Goal → Write out every line of the items below again, requests included, but offset each coordinate in the answers by adding 83 to every number. Leave the pictures out of your answer.

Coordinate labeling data
::::::::::

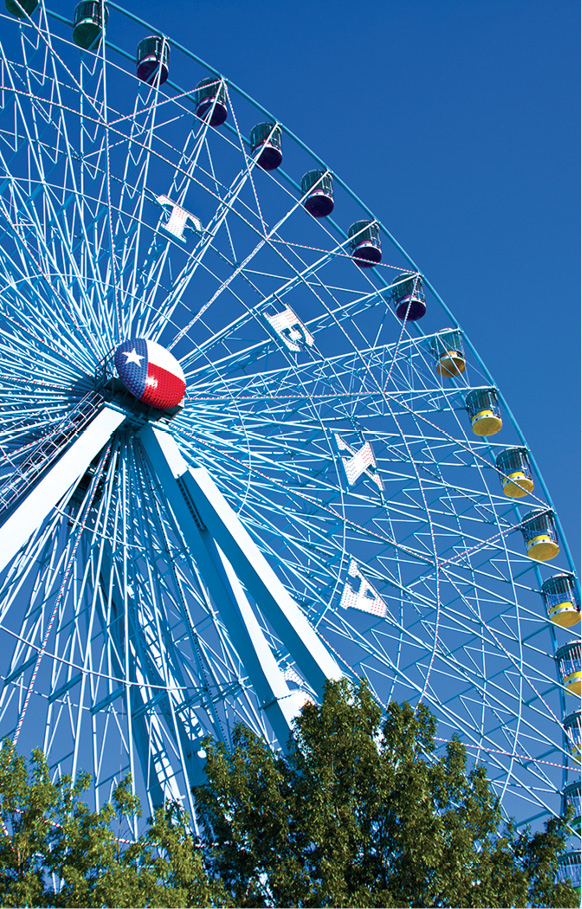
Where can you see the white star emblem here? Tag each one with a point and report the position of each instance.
(133, 357)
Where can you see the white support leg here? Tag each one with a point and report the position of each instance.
(67, 471)
(206, 505)
(225, 590)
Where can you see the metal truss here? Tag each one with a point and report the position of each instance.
(319, 506)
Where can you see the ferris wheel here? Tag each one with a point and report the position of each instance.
(245, 445)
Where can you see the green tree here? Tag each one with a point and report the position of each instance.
(55, 851)
(362, 813)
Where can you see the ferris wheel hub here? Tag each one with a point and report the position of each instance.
(150, 373)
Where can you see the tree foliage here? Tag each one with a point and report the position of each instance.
(362, 813)
(55, 851)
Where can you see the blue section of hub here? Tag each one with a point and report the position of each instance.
(131, 362)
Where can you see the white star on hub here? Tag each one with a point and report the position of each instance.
(133, 357)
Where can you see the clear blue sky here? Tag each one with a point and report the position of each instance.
(457, 122)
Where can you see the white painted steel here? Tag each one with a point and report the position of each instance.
(67, 471)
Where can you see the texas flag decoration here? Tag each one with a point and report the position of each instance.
(151, 373)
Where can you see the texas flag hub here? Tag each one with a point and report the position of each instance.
(151, 373)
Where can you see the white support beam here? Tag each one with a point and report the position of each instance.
(277, 699)
(68, 470)
(211, 513)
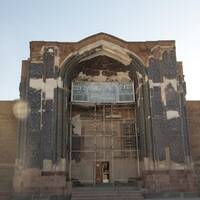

::::::::::

Output →
Where can you see the white star emblem here? Tag each one with a point and report the position of each instance.
(216, 440)
Where can you see the white support leg here? Tag each one with a point and report the position of each instance.
(150, 554)
(289, 588)
(308, 673)
Where can you see the metal truss here? Tag each one with a point and report the position of each instance.
(402, 589)
Where can you see the ferris wheel here? Tag each one with a point and report the position of each instance.
(328, 528)
Where can you see the green tree here? Tag each one with a point and report the position of each instance.
(138, 934)
(445, 896)
Where can you see the ferris wheel hub here? Tag each one with a point and report the position of each instance.
(233, 456)
Where can you see the tree foliage here? Tag each one with a point and report the position of each instance.
(445, 896)
(138, 934)
Where can you see the blue section of hub here? Tag each one with a point and report the position of each instance.
(214, 445)
Where can you see the white star on hub here? Tag each one with a point and report the position of each instance.
(216, 440)
Where can you see the clear blue sky here? Tag each one with a point and report the position of each instance.
(540, 205)
Where can you see the white painted steel here? Tag each one with a point and report the position of each instance.
(150, 554)
Where can you see the texas flag decoration here? Tag each one with a point and report the position of each instance.
(234, 456)
Where can you see the texas flag hub here? Tag each one with a point and report the position of each instance.
(234, 456)
Where can you see the white support beam here? Tag each one with a point and report the position of each instance.
(360, 782)
(151, 553)
(294, 596)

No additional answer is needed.